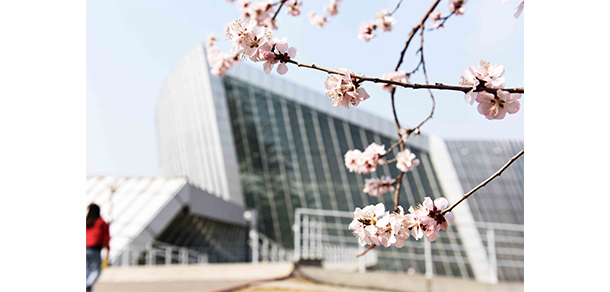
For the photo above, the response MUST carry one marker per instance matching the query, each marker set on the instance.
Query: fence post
(297, 236)
(149, 254)
(183, 256)
(168, 256)
(125, 260)
(361, 262)
(265, 249)
(491, 248)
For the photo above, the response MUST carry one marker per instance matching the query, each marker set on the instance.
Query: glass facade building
(268, 145)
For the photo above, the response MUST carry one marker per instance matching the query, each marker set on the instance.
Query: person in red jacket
(98, 237)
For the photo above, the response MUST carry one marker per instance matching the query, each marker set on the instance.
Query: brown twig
(423, 63)
(415, 29)
(366, 250)
(438, 85)
(278, 9)
(484, 183)
(397, 192)
(397, 5)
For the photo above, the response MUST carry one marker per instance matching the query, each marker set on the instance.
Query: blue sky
(132, 46)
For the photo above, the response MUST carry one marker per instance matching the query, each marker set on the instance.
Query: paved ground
(167, 286)
(293, 284)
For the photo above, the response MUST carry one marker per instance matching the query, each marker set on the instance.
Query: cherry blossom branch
(367, 249)
(438, 85)
(397, 192)
(443, 19)
(423, 63)
(412, 34)
(390, 149)
(484, 183)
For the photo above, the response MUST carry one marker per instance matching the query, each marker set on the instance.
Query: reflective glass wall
(291, 156)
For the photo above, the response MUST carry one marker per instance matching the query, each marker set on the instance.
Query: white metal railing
(159, 254)
(320, 235)
(313, 241)
(268, 250)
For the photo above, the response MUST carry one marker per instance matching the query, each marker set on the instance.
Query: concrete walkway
(193, 278)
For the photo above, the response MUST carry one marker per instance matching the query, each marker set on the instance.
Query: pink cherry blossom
(384, 20)
(365, 162)
(318, 21)
(293, 7)
(259, 12)
(376, 187)
(341, 90)
(435, 220)
(364, 223)
(219, 61)
(383, 232)
(457, 6)
(491, 75)
(248, 39)
(366, 31)
(272, 58)
(436, 20)
(406, 161)
(417, 230)
(398, 76)
(333, 7)
(401, 226)
(495, 107)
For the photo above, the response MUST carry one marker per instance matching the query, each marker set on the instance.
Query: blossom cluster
(333, 7)
(383, 21)
(457, 6)
(492, 106)
(261, 12)
(406, 161)
(219, 61)
(257, 43)
(376, 187)
(375, 225)
(367, 161)
(341, 89)
(293, 7)
(399, 76)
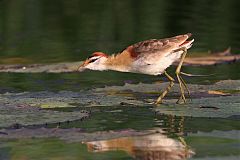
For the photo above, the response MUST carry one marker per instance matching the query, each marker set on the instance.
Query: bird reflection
(148, 147)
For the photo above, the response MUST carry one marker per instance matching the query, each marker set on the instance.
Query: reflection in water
(154, 146)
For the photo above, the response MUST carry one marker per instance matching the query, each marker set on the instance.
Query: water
(41, 31)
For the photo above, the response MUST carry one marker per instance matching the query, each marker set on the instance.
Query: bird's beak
(82, 66)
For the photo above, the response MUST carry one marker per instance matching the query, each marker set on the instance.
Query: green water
(46, 31)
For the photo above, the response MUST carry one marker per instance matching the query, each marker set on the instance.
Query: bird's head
(94, 62)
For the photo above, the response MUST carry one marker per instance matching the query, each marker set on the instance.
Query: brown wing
(165, 45)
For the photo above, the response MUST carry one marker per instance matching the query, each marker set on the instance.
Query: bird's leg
(171, 80)
(182, 83)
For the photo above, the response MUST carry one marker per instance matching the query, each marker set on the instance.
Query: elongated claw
(182, 83)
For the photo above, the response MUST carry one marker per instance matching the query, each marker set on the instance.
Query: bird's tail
(196, 75)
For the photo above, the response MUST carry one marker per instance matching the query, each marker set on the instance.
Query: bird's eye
(93, 60)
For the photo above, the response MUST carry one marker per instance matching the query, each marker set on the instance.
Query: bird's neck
(119, 62)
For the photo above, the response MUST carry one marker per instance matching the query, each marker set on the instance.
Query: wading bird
(150, 57)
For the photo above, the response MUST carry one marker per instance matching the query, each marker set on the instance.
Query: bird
(151, 57)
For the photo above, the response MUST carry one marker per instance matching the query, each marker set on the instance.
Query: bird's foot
(183, 86)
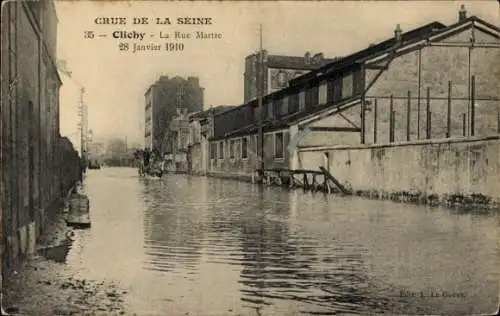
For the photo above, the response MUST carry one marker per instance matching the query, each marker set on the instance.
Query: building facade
(201, 129)
(278, 71)
(433, 82)
(32, 178)
(163, 98)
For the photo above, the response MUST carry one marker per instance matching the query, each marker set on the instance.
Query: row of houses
(433, 82)
(38, 166)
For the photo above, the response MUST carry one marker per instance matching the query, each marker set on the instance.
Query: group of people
(151, 162)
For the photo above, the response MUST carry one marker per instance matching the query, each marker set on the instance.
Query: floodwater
(187, 245)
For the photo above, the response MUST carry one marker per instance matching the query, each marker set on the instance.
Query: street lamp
(82, 108)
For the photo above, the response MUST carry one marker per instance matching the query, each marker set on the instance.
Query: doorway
(326, 161)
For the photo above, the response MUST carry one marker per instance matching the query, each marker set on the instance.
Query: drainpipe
(419, 88)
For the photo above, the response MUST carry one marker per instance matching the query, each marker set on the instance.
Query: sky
(115, 81)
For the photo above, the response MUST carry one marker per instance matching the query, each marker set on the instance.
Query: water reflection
(171, 227)
(218, 247)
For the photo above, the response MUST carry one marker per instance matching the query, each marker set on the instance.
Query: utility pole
(83, 122)
(260, 92)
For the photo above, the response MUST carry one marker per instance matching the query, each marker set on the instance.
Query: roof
(294, 62)
(410, 37)
(351, 59)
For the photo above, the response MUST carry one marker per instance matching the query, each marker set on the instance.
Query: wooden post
(498, 123)
(375, 110)
(408, 117)
(428, 114)
(363, 106)
(391, 120)
(472, 105)
(464, 124)
(393, 125)
(448, 118)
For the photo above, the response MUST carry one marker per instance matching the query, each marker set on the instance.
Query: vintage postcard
(224, 158)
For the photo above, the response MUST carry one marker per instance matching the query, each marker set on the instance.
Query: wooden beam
(381, 67)
(331, 129)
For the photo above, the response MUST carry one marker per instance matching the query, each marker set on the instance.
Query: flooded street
(186, 245)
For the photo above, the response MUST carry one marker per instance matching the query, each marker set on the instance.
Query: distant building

• **WHAT IS REQUIRED**: Output the entries verbatim but drop the images.

• **TASK OUTPUT**:
For the photo above, the response MUST carry one marker per instance matching the query, each marker set on the instance.
Query: fence post
(297, 236)
(149, 254)
(183, 256)
(168, 256)
(125, 260)
(361, 262)
(265, 249)
(491, 248)
For the photo above, the response MUST carry one marker per instance matching the query, each marker set on the instance.
Query: glass facade building
(268, 145)
For the photo above, the response MUST carry one marker per instance matching the query, each marker set on the instance.
Query: person in red jacket
(98, 237)
For the photo above, the response MUST carry one marker per instance matching the query, each marker set on the instance.
Query: brown twig
(423, 63)
(415, 29)
(366, 250)
(438, 85)
(278, 9)
(484, 183)
(397, 192)
(397, 5)
For the photo above, the response MUST carry one marker per instance matching the query, each marker set on the instance.
Query: blue sky
(132, 46)
For the photo above, the response MUST carry one marker per instance matching the query, each marker set on the instance.
Query: paved ground
(167, 286)
(293, 284)
For the photo above, the response MUST carry one marker per instance matching the query, each marker set on the instance.
Query: cherry blossom branch
(367, 249)
(438, 85)
(397, 192)
(443, 19)
(423, 63)
(412, 34)
(390, 149)
(484, 183)
For the photo above, the response MUST carry one marker per instance matching the query, each marker set on the instance.
Query: reflective glass wall
(291, 156)
For the photo above, the response MUST carry one marker per instance matching the query, each marker set on the instance.
Query: white metal railing
(159, 254)
(320, 235)
(313, 241)
(268, 250)
For the photo above, the response MUST carry one marker per instance matching the query, each marker set on the instance.
Query: concrete walkway
(193, 278)
For the photo above, the response MUST carry one marker per instance matching the query, each marker set on the instance.
Query: pink cherry blossom
(384, 20)
(365, 162)
(318, 21)
(293, 7)
(259, 12)
(376, 187)
(341, 90)
(435, 220)
(364, 223)
(219, 61)
(383, 232)
(457, 6)
(491, 75)
(248, 39)
(366, 31)
(272, 58)
(436, 20)
(406, 161)
(417, 230)
(398, 76)
(333, 7)
(401, 226)
(495, 107)
For the photo above, the response MUST carry one marker per instance matching the query, each marker set on the instance.
Query: blossom cluster
(333, 7)
(383, 21)
(457, 6)
(492, 106)
(261, 12)
(406, 161)
(219, 61)
(257, 43)
(376, 187)
(375, 225)
(367, 161)
(341, 89)
(293, 7)
(399, 76)
For the photo above, the response MUST carry one marker per instance matching the query, each marker set on the instance.
Query: bird reflection
(148, 147)
For the photo above, the response MUST carry one marker per instance matching the query, each marker set on the instance.
Query: reflection in water
(154, 146)
For the photo above, the response MUST carry one marker per instance matching the query, each marker set on the instance.
Query: water
(41, 31)
For the photo above, the response MUST carry one marker per instance matching the query, each marker set on the instance.
Query: bird's beak
(82, 66)
For the photo above, the response MUST carry one marker per instance matching the query, each marker set on the instance.
Query: green water
(46, 31)
For the photo above, the response MUST carry one marker per instance matching the query, each marker set on the instance.
Query: bird's head
(94, 62)
For the photo above, the response MUST carry one marker per instance matching the query, each marker set on the instance.
Query: brown wing
(165, 45)
For the photo above, the response MUST carry one marker per instance matching the query, each marker set on the instance.
Query: bird's leg
(171, 80)
(182, 83)
For the photo above, the response MUST carry one marker per instance matching the query, each marker set on the instance.
Query: elongated claw
(182, 83)
For the photo above, the response MUST carry one marker per instance matching the query, each marker set on the instance.
Query: bird's tail
(196, 75)
For the photo above, the response MUST carry one marker per instance matching the query, each marker set on the instance.
Query: bird's eye
(93, 60)
For the photo above, the response MUST carry one marker per instance matching the query, each marker set on the instance.
Query: bird's neck
(119, 62)
For the photo above, the response MUST carry one marker per instance matching the query, each marker set on the instance.
Query: wading bird
(150, 57)
For the photo above, the response MUST carry one marker per instance matching the query, each marker set on the instance.
Query: bird
(151, 57)
For the photo above, the response MUST carry one marker per instance matching the query, each marker set on the instance.
Query: bird's foot
(183, 86)
For the photo above, the response MUST carry one marker per instance matching the query, each marker set on the instance.
Query: building facade
(201, 129)
(278, 71)
(433, 82)
(32, 178)
(163, 98)
For the photo above, the response MUST carry one marker per instance matching the query, each marker set on the instance.
Query: row of houses
(433, 82)
(38, 166)
For the photo above, the response MUST carry one marker per instance matching the query, each marker set on the instance.
Query: group of people
(151, 162)
For the photo above, the response MUST carry one marker per instance matching the query, each marker set on the instance.
Query: floodwater
(187, 245)
For the photo above, the response MUST carry one marker per instance matching the query, each marker set on the instance.
Query: street lamp
(82, 108)
For the photo above, the response MUST carry one marker per instance matching the query, each marker set on the instance.
Query: doorway
(326, 161)
For the photo above, the response MUST carry one marker per instance matching the query, each marker set on the instance.
Query: drainpipe
(419, 88)
For the photo above, the response MUST carry one marker per instance matching the query, each marker set on the instance.
Query: sky
(115, 81)
For the photo above, the response MUST carry one marker per instance matching the query, each marker set on the instance.
Query: water reflection
(171, 227)
(218, 247)
For the photo above, the response MUST carry one marker per instance matching the query, each marker set on the instance.
Query: utility pole
(83, 122)
(260, 92)
For the photo above, the response MUST carry one marker per instance matching the query, each marker set on the instance.
Query: roof
(294, 62)
(410, 37)
(351, 59)
For the photo above, the response MUST carry one marker per instance matching the query, each marker set on the instance.
Query: wooden post
(498, 123)
(375, 110)
(408, 117)
(428, 114)
(363, 106)
(391, 120)
(472, 105)
(464, 124)
(393, 125)
(448, 118)
For the photo above, the response MUST carry one marker per instance matching the query, each marker set on the instance.
Query: vintage postcard
(224, 158)
For the photo above, the response MUST carry one marker per instance matching the query, each marker set on the instance.
Query: wooden beam
(381, 67)
(331, 129)
For the photo above, the response MUST carry one marker per instance matching the query, each marker set on the instance.
Query: flooded street
(186, 245)
For the photo above, the response MUST carry one marker per instance matching the query, each marker set on the instance.
Query: distant building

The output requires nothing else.